▶ _DATA FOR REVIEW_:
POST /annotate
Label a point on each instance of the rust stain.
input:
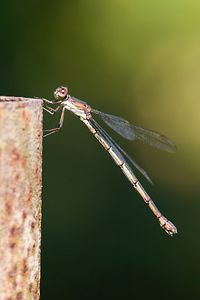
(26, 116)
(30, 287)
(15, 156)
(8, 208)
(13, 230)
(19, 296)
(30, 194)
(24, 215)
(11, 274)
(34, 247)
(36, 174)
(12, 245)
(164, 137)
(32, 226)
(24, 162)
(25, 267)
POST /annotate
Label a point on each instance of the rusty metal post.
(20, 197)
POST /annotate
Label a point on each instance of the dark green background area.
(139, 60)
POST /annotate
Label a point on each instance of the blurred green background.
(139, 60)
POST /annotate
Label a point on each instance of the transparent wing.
(131, 132)
(118, 149)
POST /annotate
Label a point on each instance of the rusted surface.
(20, 197)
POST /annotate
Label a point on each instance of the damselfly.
(129, 131)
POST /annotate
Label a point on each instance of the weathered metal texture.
(20, 197)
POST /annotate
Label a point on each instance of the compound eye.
(60, 93)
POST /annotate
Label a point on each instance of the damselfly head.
(60, 93)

▶ _TASK TO COMPLETE_:
In the records above, locate the line that contains "Label a point on each instance of the rusted". Repeat it and every line after it, exactly, and nothing else.

▶ _EXPECTED ANSWER_:
Label a point on each instance of the rusted surface.
(20, 197)
POST /annotate
Label a point on each instance of the damselfly.
(129, 131)
POST /annotate
Label a point on each instance of the weathered metal texture.
(20, 197)
POST /annotate
Label a point on each instance of the compound eye.
(60, 93)
POST /annotate
Label a point on each instance of the damselfly head.
(60, 93)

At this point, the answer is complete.